┌──

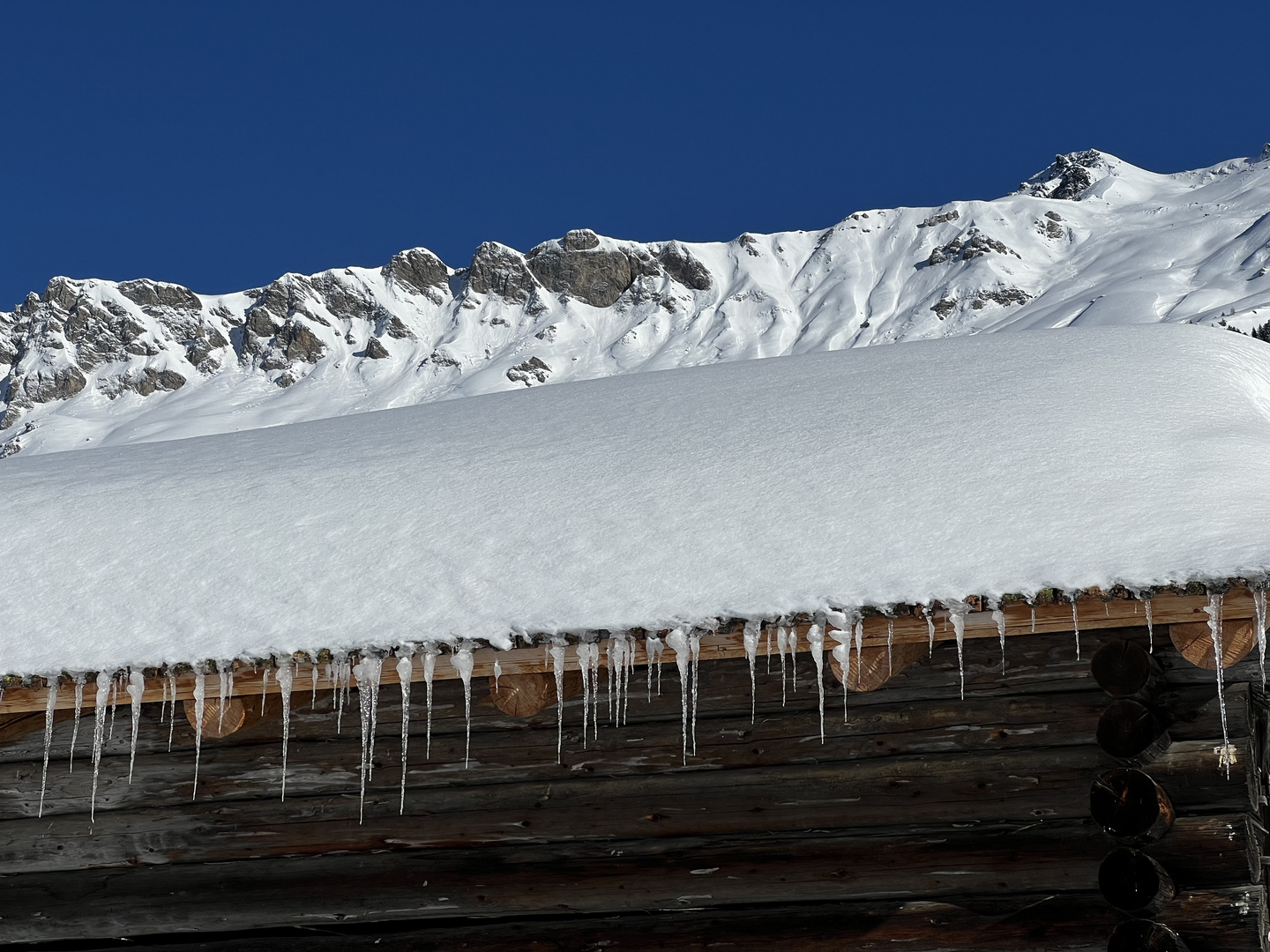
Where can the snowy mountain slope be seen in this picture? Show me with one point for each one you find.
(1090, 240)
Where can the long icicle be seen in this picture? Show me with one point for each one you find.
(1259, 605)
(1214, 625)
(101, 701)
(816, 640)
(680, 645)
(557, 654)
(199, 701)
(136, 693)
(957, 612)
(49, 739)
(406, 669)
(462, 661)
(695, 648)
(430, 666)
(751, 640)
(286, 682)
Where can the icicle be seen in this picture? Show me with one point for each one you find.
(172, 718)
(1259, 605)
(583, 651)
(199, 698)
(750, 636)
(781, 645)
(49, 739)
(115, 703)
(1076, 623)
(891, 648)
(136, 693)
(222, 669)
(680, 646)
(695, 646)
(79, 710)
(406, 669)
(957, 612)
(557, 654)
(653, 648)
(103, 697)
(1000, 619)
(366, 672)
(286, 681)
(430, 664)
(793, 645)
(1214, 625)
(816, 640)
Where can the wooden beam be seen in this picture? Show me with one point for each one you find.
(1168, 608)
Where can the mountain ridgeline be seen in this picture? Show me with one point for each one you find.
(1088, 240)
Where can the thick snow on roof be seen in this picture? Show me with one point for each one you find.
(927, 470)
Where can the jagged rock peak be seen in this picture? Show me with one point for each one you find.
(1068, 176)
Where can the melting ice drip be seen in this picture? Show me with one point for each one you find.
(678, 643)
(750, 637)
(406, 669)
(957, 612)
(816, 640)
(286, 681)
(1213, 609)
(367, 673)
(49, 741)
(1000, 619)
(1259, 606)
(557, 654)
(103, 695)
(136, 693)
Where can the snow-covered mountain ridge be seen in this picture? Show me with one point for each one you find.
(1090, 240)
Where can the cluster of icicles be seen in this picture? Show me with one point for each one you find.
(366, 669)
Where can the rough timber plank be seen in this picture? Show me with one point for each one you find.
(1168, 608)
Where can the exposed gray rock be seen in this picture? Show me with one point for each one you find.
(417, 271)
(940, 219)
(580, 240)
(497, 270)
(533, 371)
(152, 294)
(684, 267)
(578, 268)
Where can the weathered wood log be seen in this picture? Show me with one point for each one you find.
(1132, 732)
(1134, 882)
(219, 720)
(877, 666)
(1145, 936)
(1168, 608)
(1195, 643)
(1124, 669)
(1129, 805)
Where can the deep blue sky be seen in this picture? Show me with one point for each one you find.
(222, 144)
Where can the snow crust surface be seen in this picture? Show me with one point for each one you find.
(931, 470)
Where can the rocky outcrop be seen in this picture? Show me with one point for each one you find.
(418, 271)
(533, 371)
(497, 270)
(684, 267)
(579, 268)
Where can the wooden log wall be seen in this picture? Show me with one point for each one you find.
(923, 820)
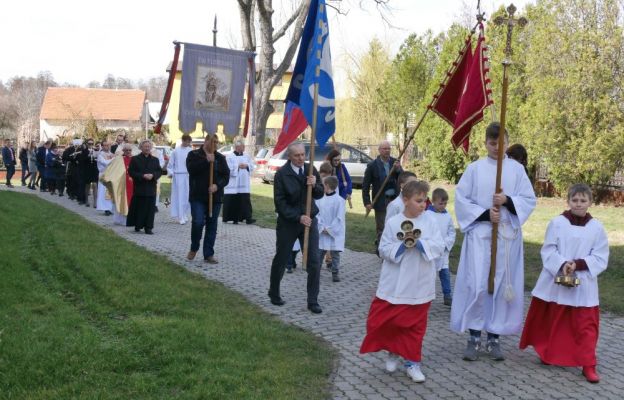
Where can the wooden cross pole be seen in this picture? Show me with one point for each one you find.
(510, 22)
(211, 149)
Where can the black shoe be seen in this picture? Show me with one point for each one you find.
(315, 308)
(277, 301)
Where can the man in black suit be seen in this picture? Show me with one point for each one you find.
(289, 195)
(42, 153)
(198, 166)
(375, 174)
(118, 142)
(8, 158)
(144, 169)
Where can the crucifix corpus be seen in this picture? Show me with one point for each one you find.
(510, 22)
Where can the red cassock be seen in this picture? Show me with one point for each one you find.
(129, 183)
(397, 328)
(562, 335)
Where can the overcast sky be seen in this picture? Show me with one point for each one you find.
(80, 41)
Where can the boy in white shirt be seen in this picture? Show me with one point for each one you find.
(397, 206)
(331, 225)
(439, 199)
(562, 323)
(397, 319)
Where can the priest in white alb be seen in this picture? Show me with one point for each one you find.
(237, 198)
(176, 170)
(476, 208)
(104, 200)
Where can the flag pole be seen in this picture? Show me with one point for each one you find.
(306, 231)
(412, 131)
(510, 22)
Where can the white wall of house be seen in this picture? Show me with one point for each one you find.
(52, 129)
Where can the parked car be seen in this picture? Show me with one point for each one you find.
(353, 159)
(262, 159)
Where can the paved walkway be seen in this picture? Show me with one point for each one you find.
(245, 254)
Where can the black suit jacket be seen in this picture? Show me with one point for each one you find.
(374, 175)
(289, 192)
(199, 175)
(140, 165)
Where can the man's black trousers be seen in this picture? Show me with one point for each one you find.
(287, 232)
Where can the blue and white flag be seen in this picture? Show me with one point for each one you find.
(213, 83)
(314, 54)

└──

Problem details
Transcribe the whole listing exactly. Pictures stay out of your copy.

Exercise answer
Where can the snowy mountain slope be seen in this picture? Show me with one point for each one you find.
(1090, 240)
Where can the long icicle be seen in this picture? Show me with one point for each one you find.
(1259, 605)
(1214, 625)
(101, 701)
(816, 640)
(680, 645)
(557, 654)
(199, 701)
(136, 693)
(957, 612)
(49, 739)
(406, 669)
(462, 661)
(695, 648)
(430, 666)
(751, 640)
(286, 682)
Where can the icicle be seen in this picture? Show me with one point for each one you find.
(172, 718)
(1259, 605)
(583, 651)
(199, 698)
(750, 636)
(781, 645)
(49, 739)
(115, 703)
(1076, 623)
(891, 648)
(136, 693)
(222, 669)
(680, 646)
(695, 646)
(79, 710)
(406, 669)
(957, 612)
(557, 654)
(653, 648)
(103, 697)
(1000, 619)
(366, 672)
(286, 681)
(430, 664)
(793, 645)
(1214, 625)
(816, 640)
Where can the wooden beam be seen in this picture? Show me with one point for each one you find.
(1168, 608)
Where can the mountain ridgeline be seen in this picture? Show me with one point for each one you find.
(1088, 240)
Where can the thick snow on roof be seen in this picture? Show me with one point for each one you find.
(927, 470)
Where can the jagged rock peak be seen in this picture? Show me with one point for each one you find.
(1068, 176)
Where can the melting ice drip be seen in this picture? Show me with one point for each one you find.
(678, 643)
(750, 637)
(406, 669)
(957, 612)
(816, 640)
(286, 681)
(1213, 609)
(367, 673)
(49, 741)
(1000, 619)
(1259, 606)
(557, 654)
(103, 695)
(136, 693)
Where can the snow-covered mountain ridge be seen in this picture? Show me with one point for each one you find.
(1090, 240)
Where can the cluster of icicles be seen in this picture? Show me with one point for each one you find.
(366, 669)
Where can the rough timber plank be seen in this picture? Show me with one point for each one you find.
(1168, 608)
Where can the exposed gray rock be seen in this picture? Show me with one point for each one you find.
(417, 271)
(940, 219)
(580, 240)
(497, 270)
(533, 371)
(152, 294)
(684, 267)
(578, 268)
Where can the weathered wood log be seen in this picture? Show me with one point for each one you find.
(1132, 732)
(1134, 882)
(219, 720)
(877, 666)
(1145, 936)
(1168, 608)
(1195, 643)
(1124, 669)
(1129, 805)
Where can the deep blue sky be seen in this picture? Show me with one point for each one you find.
(222, 144)
Where can the snow crust surface be seen in this picture? Show me with one point for each one you find.
(931, 470)
Where can the rocky outcrop be seen in this picture? Show me with one point for each one you find.
(418, 271)
(533, 371)
(497, 270)
(684, 267)
(579, 268)
Where can the wooden log wall be seen in this picture? Show me with one point for each one you find.
(923, 820)
Where can the wooden cross pole be seen in this picture? Show me with one point for each one you find.
(510, 22)
(211, 149)
Where can the black shoe be seen in this picture? Show me with one point for each one you find.
(315, 308)
(277, 301)
Where can the man in black suit be seen in this picture? Show me with one point for each one you find.
(289, 195)
(42, 153)
(198, 166)
(375, 174)
(118, 142)
(8, 158)
(144, 169)
Where can the crucifix corpus be seen in this picture? Show me with one point for each one you find.
(510, 22)
Where can the red cassock be seen in this picture? Show me with one point for each one you find.
(129, 183)
(397, 328)
(562, 335)
Where can the overcast sky be seen in this picture? Show me with one point for each one you find.
(80, 41)
Where can the boy in white shirt be seen in this picture? Show me with one point for each one you find.
(397, 206)
(331, 225)
(439, 199)
(562, 323)
(397, 319)
Where can the priest in white alb be seen in this picture? Show me with one point for each one you find.
(237, 198)
(176, 170)
(476, 208)
(104, 200)
Where can the flag pole be seen in this picture? Show me with one point for each one you find.
(306, 231)
(412, 131)
(510, 22)
Where can the white wall of house be seen in this picture? Show me with one point for each one you find.
(52, 129)
Where can the parked car be seen in this picture? Show me with one point for each one you find.
(353, 159)
(262, 159)
Where can the paved walkway be seen in this picture? Show me with one point for each one you find.
(245, 254)
Where can the black suit jacket be seen in this picture? Show me with one point for each one you find.
(374, 175)
(289, 192)
(199, 175)
(140, 165)
Where can the man's black trousers be seen in this picture? Show me with one point for each one you find.
(287, 232)
Where can the blue and white flag be seen in this picture? Show me with one point for each one you find.
(213, 83)
(314, 54)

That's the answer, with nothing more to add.